From the line containing "Point out the papers on desk in this photo." down to the last line of the material, return those lines verbatim and only those.

- **MATERIAL**
○ ○ ○ ○ ○
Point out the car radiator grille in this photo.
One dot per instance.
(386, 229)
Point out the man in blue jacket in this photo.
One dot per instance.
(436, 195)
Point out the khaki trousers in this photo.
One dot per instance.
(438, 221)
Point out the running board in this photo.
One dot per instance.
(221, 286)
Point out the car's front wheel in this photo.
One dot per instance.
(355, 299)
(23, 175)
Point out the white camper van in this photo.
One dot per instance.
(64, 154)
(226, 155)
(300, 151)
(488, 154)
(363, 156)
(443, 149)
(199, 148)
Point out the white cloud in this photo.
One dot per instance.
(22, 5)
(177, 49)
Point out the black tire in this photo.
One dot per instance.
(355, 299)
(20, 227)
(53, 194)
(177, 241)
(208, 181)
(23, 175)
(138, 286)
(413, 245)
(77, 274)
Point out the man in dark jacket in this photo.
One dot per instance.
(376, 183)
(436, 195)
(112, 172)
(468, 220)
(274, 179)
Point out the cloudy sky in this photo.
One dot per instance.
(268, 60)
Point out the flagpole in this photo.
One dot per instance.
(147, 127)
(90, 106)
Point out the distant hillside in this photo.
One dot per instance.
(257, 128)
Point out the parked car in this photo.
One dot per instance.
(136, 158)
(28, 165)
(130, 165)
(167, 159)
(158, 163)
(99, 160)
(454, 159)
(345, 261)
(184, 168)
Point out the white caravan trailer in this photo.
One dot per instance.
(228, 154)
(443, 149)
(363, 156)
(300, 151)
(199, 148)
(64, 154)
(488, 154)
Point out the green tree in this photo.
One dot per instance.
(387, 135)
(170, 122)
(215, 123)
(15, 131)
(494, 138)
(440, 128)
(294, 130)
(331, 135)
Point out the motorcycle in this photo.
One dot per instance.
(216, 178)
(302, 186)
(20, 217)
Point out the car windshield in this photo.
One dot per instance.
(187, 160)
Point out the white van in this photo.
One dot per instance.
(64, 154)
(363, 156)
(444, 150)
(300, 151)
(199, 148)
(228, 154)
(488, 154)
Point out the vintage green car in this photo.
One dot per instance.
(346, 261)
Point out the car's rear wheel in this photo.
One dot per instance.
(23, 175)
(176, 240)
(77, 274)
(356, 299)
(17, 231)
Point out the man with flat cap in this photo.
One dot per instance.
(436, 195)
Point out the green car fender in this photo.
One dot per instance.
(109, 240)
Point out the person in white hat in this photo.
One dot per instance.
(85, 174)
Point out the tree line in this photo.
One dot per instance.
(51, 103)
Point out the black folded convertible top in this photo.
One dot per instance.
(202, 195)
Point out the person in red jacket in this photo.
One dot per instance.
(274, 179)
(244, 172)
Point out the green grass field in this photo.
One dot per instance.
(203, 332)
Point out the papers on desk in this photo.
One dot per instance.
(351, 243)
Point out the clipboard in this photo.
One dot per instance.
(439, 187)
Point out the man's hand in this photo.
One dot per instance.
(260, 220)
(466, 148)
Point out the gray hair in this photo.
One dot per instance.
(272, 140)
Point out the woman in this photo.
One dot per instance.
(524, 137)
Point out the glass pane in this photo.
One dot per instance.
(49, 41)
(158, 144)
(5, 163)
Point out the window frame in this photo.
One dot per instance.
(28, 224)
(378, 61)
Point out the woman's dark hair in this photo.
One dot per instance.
○ ○ ○ ○ ○
- **EXERCISE RESPONSE**
Point out the papers on desk in this photo.
One dot per instance.
(351, 243)
Point out the clipboard in this photo.
One dot per instance.
(439, 187)
Point out the man's hand in this photo.
One dot per instance.
(260, 220)
(466, 148)
Point out the gray hair in this photo.
One dot per instance.
(272, 140)
Point out the woman in this photo.
One dot per instance.
(524, 137)
Point out the glass pane in this photo.
One dot per instance.
(49, 41)
(158, 144)
(5, 163)
Point out the window frame in this photo.
One dot per instance.
(28, 224)
(378, 61)
Point out the woman's dark hair in this photo.
One dot per instance.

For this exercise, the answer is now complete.